[Records from a collection]
<<<<
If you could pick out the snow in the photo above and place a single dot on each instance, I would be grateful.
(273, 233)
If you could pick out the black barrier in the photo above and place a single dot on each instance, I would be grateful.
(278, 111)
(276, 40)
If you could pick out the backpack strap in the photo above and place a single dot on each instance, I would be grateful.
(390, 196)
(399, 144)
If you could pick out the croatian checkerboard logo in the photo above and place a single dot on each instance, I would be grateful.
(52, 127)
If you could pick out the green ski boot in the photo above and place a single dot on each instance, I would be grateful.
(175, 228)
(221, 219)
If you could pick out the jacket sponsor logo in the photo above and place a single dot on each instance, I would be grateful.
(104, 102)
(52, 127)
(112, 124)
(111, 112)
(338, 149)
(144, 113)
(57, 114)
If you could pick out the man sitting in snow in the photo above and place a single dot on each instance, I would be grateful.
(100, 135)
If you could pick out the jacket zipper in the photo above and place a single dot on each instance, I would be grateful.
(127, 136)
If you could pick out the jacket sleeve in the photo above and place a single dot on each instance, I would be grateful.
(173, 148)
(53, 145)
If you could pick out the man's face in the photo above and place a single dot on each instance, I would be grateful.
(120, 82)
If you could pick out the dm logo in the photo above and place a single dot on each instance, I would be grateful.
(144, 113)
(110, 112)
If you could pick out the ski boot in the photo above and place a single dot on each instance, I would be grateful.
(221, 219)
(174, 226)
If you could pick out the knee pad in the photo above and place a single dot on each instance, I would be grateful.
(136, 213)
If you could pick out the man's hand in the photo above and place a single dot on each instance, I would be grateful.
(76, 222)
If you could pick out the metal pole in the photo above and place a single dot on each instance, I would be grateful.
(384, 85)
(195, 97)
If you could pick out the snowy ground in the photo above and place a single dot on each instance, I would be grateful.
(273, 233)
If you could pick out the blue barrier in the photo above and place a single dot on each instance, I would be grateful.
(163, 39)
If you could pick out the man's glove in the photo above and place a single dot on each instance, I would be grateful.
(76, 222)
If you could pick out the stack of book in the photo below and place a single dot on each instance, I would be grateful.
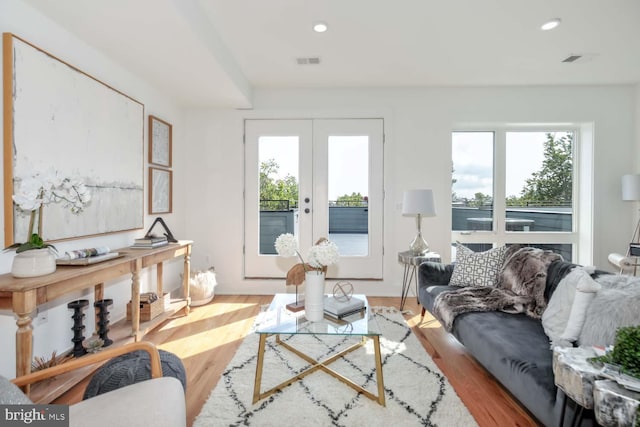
(339, 309)
(148, 242)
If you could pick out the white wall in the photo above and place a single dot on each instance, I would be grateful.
(418, 122)
(27, 23)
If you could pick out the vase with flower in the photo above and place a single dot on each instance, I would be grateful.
(321, 255)
(35, 257)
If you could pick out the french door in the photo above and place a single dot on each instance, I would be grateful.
(314, 178)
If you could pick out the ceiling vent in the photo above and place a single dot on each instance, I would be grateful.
(314, 60)
(572, 58)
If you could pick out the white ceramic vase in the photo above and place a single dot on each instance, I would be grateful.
(314, 295)
(32, 263)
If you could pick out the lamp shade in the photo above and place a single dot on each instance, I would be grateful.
(631, 187)
(417, 202)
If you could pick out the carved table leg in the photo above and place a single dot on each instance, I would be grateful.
(135, 301)
(186, 276)
(24, 303)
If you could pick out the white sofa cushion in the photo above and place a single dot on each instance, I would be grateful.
(157, 402)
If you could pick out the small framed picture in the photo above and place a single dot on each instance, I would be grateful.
(160, 144)
(160, 191)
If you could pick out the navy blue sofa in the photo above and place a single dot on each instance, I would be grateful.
(512, 347)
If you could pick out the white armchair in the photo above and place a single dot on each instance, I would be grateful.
(159, 401)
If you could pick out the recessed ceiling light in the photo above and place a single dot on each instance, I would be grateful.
(550, 25)
(320, 27)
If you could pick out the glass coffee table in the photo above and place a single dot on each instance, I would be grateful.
(277, 320)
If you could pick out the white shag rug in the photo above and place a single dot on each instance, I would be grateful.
(417, 393)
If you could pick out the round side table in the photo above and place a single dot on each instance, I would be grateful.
(411, 263)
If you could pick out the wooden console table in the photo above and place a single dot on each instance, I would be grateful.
(23, 296)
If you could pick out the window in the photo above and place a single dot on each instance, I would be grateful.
(314, 178)
(514, 186)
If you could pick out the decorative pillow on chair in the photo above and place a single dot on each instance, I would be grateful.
(615, 305)
(479, 269)
(566, 312)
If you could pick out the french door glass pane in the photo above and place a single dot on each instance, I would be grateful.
(278, 172)
(472, 181)
(539, 186)
(348, 187)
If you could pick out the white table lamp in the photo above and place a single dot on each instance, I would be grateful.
(419, 203)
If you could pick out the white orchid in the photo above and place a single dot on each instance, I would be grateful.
(42, 189)
(322, 254)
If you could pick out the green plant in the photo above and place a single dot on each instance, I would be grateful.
(626, 351)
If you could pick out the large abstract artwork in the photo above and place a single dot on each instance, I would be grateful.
(58, 118)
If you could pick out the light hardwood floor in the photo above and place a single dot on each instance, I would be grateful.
(207, 339)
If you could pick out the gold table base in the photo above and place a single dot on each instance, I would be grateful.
(319, 365)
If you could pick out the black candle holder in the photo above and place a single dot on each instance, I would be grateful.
(78, 327)
(103, 320)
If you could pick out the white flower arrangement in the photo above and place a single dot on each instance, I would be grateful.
(34, 192)
(321, 255)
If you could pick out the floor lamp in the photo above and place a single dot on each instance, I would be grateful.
(631, 192)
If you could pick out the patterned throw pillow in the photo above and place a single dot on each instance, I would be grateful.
(477, 268)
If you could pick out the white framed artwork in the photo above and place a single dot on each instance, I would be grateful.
(61, 118)
(160, 190)
(160, 142)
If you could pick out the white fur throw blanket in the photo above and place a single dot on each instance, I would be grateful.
(520, 289)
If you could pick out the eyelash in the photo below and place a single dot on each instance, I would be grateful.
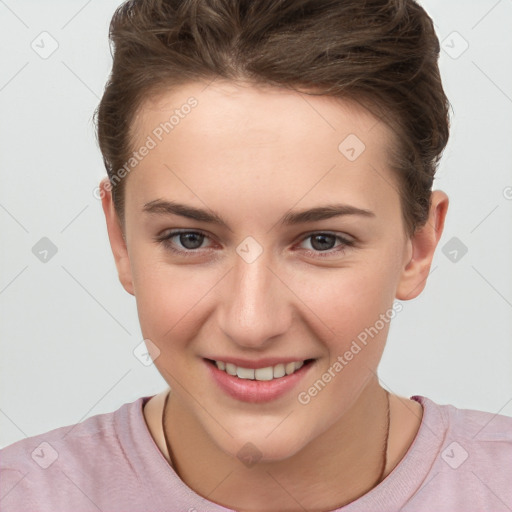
(166, 241)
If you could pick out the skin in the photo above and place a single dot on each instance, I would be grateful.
(252, 154)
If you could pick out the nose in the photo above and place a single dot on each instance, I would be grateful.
(255, 304)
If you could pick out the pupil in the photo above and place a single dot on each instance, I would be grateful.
(323, 245)
(187, 240)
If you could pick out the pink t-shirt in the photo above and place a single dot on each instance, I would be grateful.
(460, 461)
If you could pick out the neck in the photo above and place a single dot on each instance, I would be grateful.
(339, 466)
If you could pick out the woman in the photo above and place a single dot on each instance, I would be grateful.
(268, 203)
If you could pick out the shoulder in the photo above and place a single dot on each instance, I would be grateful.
(473, 463)
(73, 459)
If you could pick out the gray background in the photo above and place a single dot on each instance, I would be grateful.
(68, 328)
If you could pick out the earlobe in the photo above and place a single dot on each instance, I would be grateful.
(423, 243)
(116, 237)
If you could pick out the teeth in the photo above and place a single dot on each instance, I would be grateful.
(245, 373)
(289, 368)
(267, 373)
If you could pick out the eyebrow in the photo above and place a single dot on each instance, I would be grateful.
(329, 211)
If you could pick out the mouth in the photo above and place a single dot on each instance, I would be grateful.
(267, 373)
(256, 385)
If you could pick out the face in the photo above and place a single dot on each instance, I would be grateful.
(252, 280)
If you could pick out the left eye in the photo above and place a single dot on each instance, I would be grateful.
(190, 241)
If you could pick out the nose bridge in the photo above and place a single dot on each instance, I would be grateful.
(254, 307)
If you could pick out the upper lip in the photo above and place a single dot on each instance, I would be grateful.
(259, 363)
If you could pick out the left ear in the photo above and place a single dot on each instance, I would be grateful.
(423, 243)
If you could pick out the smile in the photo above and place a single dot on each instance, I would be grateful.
(267, 373)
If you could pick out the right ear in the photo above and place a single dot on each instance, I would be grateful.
(116, 237)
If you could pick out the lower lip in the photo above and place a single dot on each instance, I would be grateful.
(256, 391)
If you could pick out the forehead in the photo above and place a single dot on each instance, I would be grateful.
(250, 141)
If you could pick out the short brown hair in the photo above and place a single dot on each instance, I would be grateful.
(381, 53)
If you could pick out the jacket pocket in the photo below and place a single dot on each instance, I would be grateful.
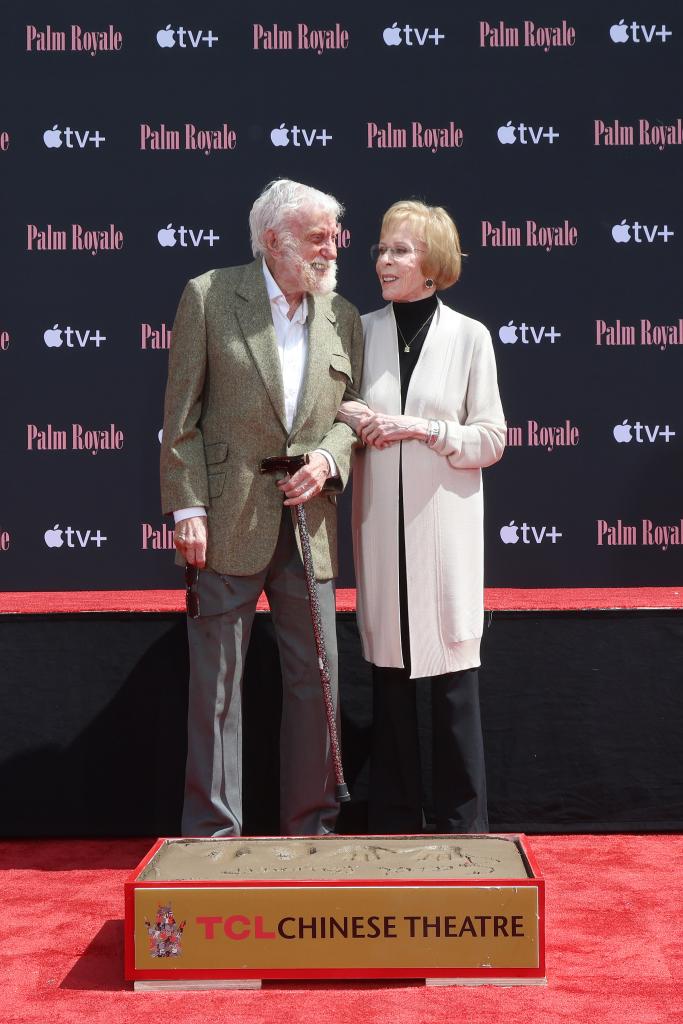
>>>>
WHAT THE TASK ASKS:
What is needed is a verbatim copy of every entry, with the pictures omitted.

COMPLETED EXERCISE:
If you could pick out the snow in the photo above and place a single dot on each instance, I would be grateful.
(273, 233)
If you could pick out the black barrier in the photo above and place a single dot on each instance, I would be grateful.
(278, 111)
(276, 40)
If you could pick out the backpack strap in the photo above and place a single dot on each instance, I would be grateful.
(390, 196)
(399, 144)
If you could pick out the croatian checkerboard logo in the photo above and place a single dot on each instance, I would be grateful.
(52, 127)
If you could pick out the green ski boot in the photo above and place a single dot on each instance, I would be grateful.
(175, 228)
(221, 219)
If you could pick out the jacket sponsor logo in the photo above and place a single dot on each instance, I would be grateful.
(104, 102)
(52, 127)
(112, 124)
(111, 112)
(338, 149)
(144, 113)
(57, 114)
If you could pick out the man sitting in snow in the photo above and place a single dot on each instance, I would be grateful.
(100, 135)
If you could pick out the jacket zipper in the photo above and place a single dot on each instance, I would be grateful.
(127, 136)
If you could pick out the jacket sleeve in the photo above and place a single dot on each instance, I would be grateful.
(173, 148)
(53, 145)
If you could pick out the man's face in the photo above and place a single dot on each instance, I would be grateful.
(120, 82)
If you could pick out the dm logo in the photo above and place a single dot on each instance, I would be grateful.
(144, 113)
(110, 112)
If you could pick out the ski boot in the photo above and place a single dot on each instance, I would be grateful.
(221, 219)
(174, 226)
If you could pick out the knee pad in the photo above and place a single dot on each instance, I would be grateful.
(136, 213)
If you could pick out the man's hand in the photo above and place a single dot on each instance, I would be grateful.
(76, 222)
If you could pick out the metal pole in the photo above and place a single dot on each instance, I would be grateful.
(384, 85)
(195, 97)
If you could pick out the snowy ground in the photo above and place a single dot on each instance, I would be grateful.
(273, 233)
If you could pick out the blue barrier in the photo above and place a single dot on each instance, I would be grateful.
(163, 39)
If you could pick out the man's glove in the photo above and place a single dot on each instance, I would be grateful.
(76, 222)
If you could pick out the stack of book in the photo below and place a single dot on each instance, I would be grateful.
(339, 309)
(148, 242)
If you could pick out the white wall in the photo above and place a single dot on each instance, I would be grateful.
(418, 122)
(27, 23)
If you could pick out the vase with flower in the photo above and place a single dot on each instance, I would be grateful.
(321, 255)
(35, 257)
If you could pick out the french door in the photo above and place a single dot on each instance, I would be grateful.
(314, 178)
If you could pick out the ceiling vent in the photo above and place a single dot on each instance, I would be grateful.
(314, 60)
(572, 58)
If you could pick out the white ceramic vase in the photo above and place a single dot on each instance, I would be grateful.
(314, 295)
(32, 263)
If you could pick out the lamp shade in the photo above and place a single dot on each instance, I would be grateful.
(631, 187)
(417, 202)
If you could pick out the carved table leg in the photo above and place a single dot on each instance, I would be grateful.
(135, 301)
(186, 276)
(24, 303)
If you could pick out the white sofa cushion in the photo above and place a single dot on each instance, I would be grateful.
(157, 402)
If you could pick out the small framed picture in the photo above and place a single dot on each instance, I would be grateful.
(160, 144)
(160, 191)
If you could pick out the navy blue sofa in the photo above and place a single dot on each instance, I would be grateful.
(512, 347)
If you could pick out the white armchair in the photo above and place a single dot on each instance, I would be grateful.
(159, 401)
If you could pick out the recessed ceiling light in the photo above and place a single dot on each instance, I would be grateful.
(550, 25)
(320, 27)
If you could pick out the glass coffee table in the photo above and place a single dot on each instance, I would be grateful.
(277, 320)
If you could pick out the white shag rug in the photo above and place a single dot on each instance, I would be grateful.
(417, 393)
If you could pick out the round side table in the photo above and place a single dot on each instance, I would be grateful.
(411, 263)
If you could pick out the wooden console table in the photo above and place a single dot on each instance, I would be grateful.
(23, 296)
If you could pick out the window in the photo above and place a single dot on each instance, I would be grateful.
(314, 178)
(514, 186)
If you could pick out the decorative pillow on chair in the photo above and place a single dot on each instance, I would be grateful.
(615, 305)
(479, 269)
(566, 312)
If you could pick out the french door glass pane in the photo above and place a single dot on each instance, I would be grateful.
(278, 172)
(472, 181)
(539, 186)
(348, 187)
If you could pick out the white table lamp in the photo above and place a single dot on each instance, I would be grateful.
(419, 203)
If you could pick out the white orchid in the photo above and place a single dot on each instance, I would be grateful.
(42, 189)
(322, 254)
If you could pick out the green plant in the photo above and place a single dot on each instance, I would be grateful.
(626, 351)
If you could pick out the large abstract artwork in the photo above and place a single dot on each instance, I would be grateful.
(58, 118)
If you could pick out the light hardwood floor in the photo above and place a single dot on each instance, I would be grateful.
(207, 339)
If you could pick out the gold table base in the photo above and place a single dot on each instance, I would be grateful.
(319, 365)
If you could pick out the black candle holder in the photo above and place a single dot on each instance, I would be grateful.
(78, 327)
(103, 320)
If you could pick out the white flower arrangement in the photo above and place a single dot on each instance, I would be grateful.
(34, 192)
(321, 255)
If you could pick out the floor lamp in the photo above and place a single dot on each instance, I would be grateful.
(631, 192)
If you could pick out the patterned throw pillow in the photo above and place a single dot on each instance, I would be grateful.
(477, 268)
If you could pick out the white framed artwork in the photo above and place a single dot on each instance, I would be grateful.
(61, 118)
(160, 190)
(160, 142)
If you could pick out the white fur throw blanket in the photo above and place a single dot on each instance, I would be grateful.
(520, 289)
If you could pick out the eyelash in the photo below and place a single dot on each instance, I would be grateful.
(166, 241)
If you could pick out the skin in the photo above and place a single dot on each instance, I would be grateful.
(252, 154)
If you could pick out the nose in the photo above and place a single dot on each instance, I would be grateful.
(255, 304)
If you could pick out the pupil in the photo above and place a single dot on each instance, I would be grateful.
(323, 245)
(187, 240)
If you could pick out the pink t-shirt in the photo above and place a single dot on each instance, I would be grateful.
(460, 461)
If you could pick out the neck in the photo above and place a single dot on each instance, I would be grateful.
(339, 466)
If you could pick out the woman in the photo above and place a single dot on each instance, I would be grateful.
(268, 203)
If you could pick out the shoulder in the photo above and place a single dot on each instance, I would be grateful.
(473, 463)
(73, 459)
If you could pick out the gray background in the photo above and place a single dot on each instance, I would be grateful.
(68, 328)
If you could pick out the earlobe in the photo above and place a single dot on each instance, I would be grateful.
(423, 243)
(116, 237)
If you could pick out the teeth in the photo above and place a single dot on each instance, I would be grateful.
(245, 373)
(289, 368)
(267, 373)
If you could pick out the eyebrow in the photo above and place a single dot on each instance, I would be grateful.
(329, 211)
If you could pick out the mouth in the photo above and place a single dot on each instance, I would be grateful.
(267, 373)
(256, 385)
If you could pick out the face in the photo above and place a single dot on each instance, I would be grateful.
(252, 280)
If you could pick out the left eye in the photo above and place a single dot on each instance, I would be grateful.
(190, 241)
If you could pick out the nose bridge in the photo above and place a single dot on each instance, I would be grateful.
(254, 307)
If you could pick out the upper lip in the photo above and place a single dot on each instance, I would be grateful.
(259, 363)
If you could pick out the left ear in the photo above and place a single dot on each instance, I would be grateful.
(423, 243)
If you could pick out the smile in the photo above and place a single dot on each instance, I would be grateful.
(267, 373)
If you could pick out the right ear in the photo above and place a single dot on each instance, I would be grateful.
(116, 237)
If you could pick out the lower lip in the photo above and place a single dot on each instance, I would be grateful.
(256, 391)
If you could pick out the forehead in the photo above and place a single dot on each instance, I would be grateful.
(250, 141)
If you could pick out the short brown hair in the photo above and place a single dot on each instance, I would be grateful.
(381, 53)
If you could pick out the jacket pocket in the photo below and place a single dot on each instance, I would be grateful.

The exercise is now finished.